● **WORK TO COMPLETE**
Report every line of the records below that includes the string "ground".

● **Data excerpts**
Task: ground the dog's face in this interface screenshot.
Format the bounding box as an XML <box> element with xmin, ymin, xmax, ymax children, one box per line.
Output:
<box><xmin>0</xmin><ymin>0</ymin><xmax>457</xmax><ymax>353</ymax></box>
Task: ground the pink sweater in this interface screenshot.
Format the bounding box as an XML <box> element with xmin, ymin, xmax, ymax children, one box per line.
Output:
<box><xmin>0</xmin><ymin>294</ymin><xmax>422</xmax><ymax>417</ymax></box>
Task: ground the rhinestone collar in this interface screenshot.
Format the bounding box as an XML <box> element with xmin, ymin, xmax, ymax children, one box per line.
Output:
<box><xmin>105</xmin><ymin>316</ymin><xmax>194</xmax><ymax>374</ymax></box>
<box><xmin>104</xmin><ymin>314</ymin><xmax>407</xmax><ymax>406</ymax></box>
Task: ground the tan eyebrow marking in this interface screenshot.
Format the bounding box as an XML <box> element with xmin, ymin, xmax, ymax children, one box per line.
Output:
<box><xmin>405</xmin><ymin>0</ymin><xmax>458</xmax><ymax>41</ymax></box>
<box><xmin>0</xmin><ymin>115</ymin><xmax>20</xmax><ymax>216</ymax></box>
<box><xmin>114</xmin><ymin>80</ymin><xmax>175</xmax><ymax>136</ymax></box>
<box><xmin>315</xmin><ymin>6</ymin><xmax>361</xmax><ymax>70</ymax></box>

● **EXERCISE RESPONSE**
Task: ground the dog's face in this interface screenshot.
Task: ground the pink sweater in this interface screenshot.
Task: ground the rhinestone collar in this interface screenshot.
Task: ground the tan eyebrow marking in this interface screenshot.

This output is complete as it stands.